**EXERCISE:**
Return, exactly, the line that contains "dry brown grass -> trace every instance" together with all lines after it to the end of the entries, and no further lines.

:: GIVEN ENTRIES ::

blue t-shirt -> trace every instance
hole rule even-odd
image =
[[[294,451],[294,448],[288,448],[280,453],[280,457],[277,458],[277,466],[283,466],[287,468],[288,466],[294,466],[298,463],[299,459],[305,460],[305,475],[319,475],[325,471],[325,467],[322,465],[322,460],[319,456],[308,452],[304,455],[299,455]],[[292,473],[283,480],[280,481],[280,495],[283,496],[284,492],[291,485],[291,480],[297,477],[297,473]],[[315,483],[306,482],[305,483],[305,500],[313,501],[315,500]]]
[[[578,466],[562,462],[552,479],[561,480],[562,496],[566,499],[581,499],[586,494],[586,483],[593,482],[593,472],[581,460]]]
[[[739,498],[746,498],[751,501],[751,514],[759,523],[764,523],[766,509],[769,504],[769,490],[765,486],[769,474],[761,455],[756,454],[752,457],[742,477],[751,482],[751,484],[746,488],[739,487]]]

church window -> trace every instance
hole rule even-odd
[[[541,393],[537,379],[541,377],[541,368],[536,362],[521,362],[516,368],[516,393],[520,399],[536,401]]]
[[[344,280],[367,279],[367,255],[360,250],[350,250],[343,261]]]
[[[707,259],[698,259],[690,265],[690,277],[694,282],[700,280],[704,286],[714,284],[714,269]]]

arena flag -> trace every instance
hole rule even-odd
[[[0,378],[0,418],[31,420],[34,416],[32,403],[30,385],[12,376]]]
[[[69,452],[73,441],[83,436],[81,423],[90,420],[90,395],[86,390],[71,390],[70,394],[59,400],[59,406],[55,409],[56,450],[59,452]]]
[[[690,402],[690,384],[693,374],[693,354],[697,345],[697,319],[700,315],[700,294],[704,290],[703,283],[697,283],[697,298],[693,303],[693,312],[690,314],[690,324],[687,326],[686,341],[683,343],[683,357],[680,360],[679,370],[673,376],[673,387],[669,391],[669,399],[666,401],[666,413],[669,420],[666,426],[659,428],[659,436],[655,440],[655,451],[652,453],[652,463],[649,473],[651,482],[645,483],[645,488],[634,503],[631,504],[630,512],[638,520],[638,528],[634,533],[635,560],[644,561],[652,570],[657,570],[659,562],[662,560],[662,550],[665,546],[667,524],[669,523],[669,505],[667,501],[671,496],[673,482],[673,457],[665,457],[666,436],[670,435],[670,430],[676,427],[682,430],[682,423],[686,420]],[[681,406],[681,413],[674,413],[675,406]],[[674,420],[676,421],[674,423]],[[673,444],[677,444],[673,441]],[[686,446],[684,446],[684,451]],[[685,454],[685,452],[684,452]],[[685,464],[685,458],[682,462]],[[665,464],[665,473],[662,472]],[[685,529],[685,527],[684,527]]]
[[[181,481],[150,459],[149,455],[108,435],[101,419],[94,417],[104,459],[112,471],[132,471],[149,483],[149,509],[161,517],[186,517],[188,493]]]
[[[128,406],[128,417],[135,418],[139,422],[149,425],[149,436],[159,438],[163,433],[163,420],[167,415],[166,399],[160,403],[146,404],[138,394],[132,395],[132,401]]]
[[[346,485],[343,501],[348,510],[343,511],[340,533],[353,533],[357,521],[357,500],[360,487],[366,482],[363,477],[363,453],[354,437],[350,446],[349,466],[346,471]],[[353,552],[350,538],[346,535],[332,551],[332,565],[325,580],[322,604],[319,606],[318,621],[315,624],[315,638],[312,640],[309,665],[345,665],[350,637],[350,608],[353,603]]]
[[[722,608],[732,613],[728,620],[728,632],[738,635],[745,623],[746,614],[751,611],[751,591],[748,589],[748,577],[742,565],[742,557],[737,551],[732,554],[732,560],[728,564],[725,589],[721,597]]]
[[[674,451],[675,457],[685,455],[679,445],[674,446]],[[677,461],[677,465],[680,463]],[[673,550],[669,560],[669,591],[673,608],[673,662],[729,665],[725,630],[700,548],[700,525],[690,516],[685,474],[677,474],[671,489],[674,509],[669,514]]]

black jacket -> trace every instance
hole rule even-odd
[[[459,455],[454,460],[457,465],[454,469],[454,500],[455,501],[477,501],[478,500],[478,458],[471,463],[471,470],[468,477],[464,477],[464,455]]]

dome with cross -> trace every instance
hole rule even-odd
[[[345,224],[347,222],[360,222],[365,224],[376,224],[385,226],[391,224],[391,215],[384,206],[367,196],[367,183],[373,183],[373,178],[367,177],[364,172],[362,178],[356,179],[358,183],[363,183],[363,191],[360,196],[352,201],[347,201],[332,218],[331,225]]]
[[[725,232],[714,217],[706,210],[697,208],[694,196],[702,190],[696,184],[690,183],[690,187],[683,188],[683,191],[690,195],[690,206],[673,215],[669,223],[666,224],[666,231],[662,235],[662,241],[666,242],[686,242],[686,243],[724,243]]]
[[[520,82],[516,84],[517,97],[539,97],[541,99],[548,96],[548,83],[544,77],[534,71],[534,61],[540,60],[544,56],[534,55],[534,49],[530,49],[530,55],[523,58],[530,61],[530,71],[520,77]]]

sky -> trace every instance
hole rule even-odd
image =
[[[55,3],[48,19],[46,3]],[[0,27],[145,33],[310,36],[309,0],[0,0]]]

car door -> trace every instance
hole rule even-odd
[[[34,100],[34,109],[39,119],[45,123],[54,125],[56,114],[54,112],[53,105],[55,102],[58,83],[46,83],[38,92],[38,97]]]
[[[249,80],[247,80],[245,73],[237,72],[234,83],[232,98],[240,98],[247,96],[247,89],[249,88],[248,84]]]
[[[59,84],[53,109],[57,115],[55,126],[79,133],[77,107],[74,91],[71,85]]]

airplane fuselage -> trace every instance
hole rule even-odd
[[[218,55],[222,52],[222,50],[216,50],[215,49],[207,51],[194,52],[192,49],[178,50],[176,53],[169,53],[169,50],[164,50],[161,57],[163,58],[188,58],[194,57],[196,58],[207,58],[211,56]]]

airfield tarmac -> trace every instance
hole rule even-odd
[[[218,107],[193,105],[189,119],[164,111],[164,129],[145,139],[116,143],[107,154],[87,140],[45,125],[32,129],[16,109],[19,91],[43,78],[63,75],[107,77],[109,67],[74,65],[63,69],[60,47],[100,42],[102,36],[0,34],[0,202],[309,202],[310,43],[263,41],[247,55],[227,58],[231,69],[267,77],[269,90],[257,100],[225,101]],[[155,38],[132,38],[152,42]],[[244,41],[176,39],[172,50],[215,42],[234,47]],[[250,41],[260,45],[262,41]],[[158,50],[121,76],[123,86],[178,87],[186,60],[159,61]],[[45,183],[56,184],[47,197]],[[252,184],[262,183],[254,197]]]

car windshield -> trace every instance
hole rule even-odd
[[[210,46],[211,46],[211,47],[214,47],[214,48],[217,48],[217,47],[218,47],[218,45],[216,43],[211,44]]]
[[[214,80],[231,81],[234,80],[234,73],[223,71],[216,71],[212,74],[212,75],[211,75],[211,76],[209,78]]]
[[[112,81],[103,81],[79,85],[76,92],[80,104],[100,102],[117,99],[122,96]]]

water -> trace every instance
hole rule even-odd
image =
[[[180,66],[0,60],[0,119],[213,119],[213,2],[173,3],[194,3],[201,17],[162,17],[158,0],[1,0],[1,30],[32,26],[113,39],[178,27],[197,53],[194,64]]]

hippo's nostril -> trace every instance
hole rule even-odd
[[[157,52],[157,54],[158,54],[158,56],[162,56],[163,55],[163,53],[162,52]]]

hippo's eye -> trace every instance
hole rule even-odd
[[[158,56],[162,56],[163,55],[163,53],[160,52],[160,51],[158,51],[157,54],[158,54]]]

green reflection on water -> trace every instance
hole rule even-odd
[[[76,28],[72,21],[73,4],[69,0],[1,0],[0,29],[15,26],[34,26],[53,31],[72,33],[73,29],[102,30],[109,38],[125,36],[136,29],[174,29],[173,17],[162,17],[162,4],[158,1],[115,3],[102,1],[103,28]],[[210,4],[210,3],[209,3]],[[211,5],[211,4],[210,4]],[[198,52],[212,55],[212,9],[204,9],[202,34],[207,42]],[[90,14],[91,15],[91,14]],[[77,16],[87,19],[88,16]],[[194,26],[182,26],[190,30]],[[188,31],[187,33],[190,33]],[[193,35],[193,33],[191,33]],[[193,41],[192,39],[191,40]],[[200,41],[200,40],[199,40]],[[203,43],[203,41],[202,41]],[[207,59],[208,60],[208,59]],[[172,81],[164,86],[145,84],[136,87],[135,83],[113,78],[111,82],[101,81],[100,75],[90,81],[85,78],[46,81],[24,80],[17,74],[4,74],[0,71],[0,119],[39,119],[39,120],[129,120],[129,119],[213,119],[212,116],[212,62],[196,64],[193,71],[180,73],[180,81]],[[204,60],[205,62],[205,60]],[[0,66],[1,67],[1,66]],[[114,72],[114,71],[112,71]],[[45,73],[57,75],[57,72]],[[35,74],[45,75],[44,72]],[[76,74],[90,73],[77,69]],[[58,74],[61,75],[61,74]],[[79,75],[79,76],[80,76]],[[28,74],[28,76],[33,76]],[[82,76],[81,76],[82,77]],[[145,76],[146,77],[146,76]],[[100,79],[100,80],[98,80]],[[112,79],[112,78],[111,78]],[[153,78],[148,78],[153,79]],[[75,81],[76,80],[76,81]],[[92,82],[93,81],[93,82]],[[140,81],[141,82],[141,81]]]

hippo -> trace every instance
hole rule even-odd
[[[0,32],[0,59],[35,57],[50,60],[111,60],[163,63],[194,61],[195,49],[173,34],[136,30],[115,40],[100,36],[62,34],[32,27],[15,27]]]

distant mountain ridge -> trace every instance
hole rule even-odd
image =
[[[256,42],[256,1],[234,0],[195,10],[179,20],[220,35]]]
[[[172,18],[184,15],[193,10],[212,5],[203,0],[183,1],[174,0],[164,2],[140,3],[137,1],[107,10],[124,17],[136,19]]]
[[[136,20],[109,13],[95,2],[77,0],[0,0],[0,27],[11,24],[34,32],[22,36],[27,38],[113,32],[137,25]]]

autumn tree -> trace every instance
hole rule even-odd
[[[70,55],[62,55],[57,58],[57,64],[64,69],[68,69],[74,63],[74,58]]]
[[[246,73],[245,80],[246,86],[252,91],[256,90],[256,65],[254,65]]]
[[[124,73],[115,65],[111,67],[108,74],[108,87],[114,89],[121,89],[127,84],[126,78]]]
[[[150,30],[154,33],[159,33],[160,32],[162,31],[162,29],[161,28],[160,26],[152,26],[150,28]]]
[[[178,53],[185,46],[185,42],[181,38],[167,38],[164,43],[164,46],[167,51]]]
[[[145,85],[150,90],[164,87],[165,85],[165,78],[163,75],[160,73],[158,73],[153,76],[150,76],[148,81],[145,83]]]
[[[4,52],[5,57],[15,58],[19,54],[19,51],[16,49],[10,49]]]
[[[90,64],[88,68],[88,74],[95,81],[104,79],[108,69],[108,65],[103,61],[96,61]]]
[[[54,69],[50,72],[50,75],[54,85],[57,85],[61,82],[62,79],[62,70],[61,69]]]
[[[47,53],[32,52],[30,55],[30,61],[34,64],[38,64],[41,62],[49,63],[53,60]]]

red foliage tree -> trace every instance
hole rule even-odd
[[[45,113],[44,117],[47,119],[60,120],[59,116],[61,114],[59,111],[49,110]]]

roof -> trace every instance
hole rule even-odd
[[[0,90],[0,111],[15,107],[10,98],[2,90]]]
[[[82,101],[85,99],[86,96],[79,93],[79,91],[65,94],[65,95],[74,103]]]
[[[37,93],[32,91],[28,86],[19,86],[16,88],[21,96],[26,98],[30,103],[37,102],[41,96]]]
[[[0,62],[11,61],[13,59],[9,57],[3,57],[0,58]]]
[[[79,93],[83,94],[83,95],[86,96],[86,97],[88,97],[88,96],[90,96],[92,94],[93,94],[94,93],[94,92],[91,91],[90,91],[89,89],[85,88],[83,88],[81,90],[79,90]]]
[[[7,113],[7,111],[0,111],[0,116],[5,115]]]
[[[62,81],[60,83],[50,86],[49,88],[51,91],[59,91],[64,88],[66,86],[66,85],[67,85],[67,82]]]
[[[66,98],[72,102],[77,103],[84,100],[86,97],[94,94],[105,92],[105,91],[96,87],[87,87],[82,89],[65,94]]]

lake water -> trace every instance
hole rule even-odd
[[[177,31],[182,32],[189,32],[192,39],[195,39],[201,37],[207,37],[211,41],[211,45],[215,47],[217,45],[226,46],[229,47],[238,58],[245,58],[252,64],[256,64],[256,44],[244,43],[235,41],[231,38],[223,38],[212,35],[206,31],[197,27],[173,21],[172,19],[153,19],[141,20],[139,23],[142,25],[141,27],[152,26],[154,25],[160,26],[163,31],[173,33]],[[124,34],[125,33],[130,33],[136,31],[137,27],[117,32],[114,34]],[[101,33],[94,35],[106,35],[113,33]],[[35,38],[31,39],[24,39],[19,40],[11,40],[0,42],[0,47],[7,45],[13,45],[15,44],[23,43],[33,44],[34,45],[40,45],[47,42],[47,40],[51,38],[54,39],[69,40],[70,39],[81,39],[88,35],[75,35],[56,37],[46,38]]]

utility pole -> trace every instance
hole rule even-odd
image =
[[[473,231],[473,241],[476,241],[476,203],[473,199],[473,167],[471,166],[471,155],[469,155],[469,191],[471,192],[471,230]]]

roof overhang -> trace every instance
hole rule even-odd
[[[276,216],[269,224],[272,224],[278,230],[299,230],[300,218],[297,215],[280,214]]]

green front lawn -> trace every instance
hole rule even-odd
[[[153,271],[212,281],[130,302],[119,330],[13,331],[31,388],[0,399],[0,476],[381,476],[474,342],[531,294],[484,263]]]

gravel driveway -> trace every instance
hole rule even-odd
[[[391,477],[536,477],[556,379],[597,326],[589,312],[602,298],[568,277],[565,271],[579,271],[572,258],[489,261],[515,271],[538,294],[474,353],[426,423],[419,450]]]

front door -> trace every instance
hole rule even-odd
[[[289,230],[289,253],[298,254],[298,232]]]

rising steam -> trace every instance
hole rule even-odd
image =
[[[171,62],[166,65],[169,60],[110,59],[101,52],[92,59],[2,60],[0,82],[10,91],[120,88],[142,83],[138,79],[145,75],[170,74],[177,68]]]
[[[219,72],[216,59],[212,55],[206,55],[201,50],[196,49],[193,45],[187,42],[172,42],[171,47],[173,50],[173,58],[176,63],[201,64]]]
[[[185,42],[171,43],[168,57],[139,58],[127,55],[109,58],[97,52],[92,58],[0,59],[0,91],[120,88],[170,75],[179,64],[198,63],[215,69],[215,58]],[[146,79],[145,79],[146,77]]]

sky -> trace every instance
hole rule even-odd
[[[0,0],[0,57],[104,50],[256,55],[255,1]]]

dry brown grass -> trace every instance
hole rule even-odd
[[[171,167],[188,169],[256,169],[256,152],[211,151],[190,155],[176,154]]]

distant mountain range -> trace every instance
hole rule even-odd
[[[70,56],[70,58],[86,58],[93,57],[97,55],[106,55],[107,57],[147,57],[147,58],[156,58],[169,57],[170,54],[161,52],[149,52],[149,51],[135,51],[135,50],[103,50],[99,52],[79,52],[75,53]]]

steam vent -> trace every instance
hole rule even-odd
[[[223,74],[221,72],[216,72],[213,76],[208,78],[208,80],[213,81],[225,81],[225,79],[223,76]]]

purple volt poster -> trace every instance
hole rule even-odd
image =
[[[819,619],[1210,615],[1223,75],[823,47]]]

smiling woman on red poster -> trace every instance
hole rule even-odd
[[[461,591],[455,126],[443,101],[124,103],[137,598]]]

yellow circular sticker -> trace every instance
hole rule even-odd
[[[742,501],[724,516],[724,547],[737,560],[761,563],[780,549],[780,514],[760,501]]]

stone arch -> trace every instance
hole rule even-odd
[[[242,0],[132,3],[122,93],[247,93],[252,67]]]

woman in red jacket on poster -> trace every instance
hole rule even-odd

:::

**COMPLETE RESPONSE:**
dry brown grass -> trace every instance
hole rule even-odd
[[[171,167],[188,169],[256,169],[256,152],[211,151],[190,155],[176,154]]]

distant mountain range -> trace every instance
hole rule even-odd
[[[70,56],[70,58],[86,58],[93,57],[97,55],[106,55],[107,57],[147,57],[147,58],[156,58],[169,57],[170,54],[161,52],[149,52],[149,51],[135,51],[135,50],[103,50],[99,52],[79,52],[75,53]]]

steam vent -> trace every instance
hole rule even-odd
[[[223,74],[221,72],[216,72],[213,76],[208,78],[208,80],[213,81],[225,81],[225,79],[223,76]]]

purple volt poster -> trace every instance
hole rule even-odd
image =
[[[819,619],[1210,615],[1223,75],[823,47]]]

smiling woman on red poster -> trace every instance
hole rule even-odd
[[[461,591],[455,126],[443,101],[124,103],[137,598]]]

yellow circular sticker -> trace every instance
hole rule even-odd
[[[742,501],[724,516],[724,547],[737,560],[761,563],[780,549],[780,514],[760,501]]]

stone arch -> trace every instance
hole rule even-odd
[[[242,0],[132,3],[122,93],[247,93],[252,67]]]

woman in red jacket on poster -> trace every instance
hole rule even-odd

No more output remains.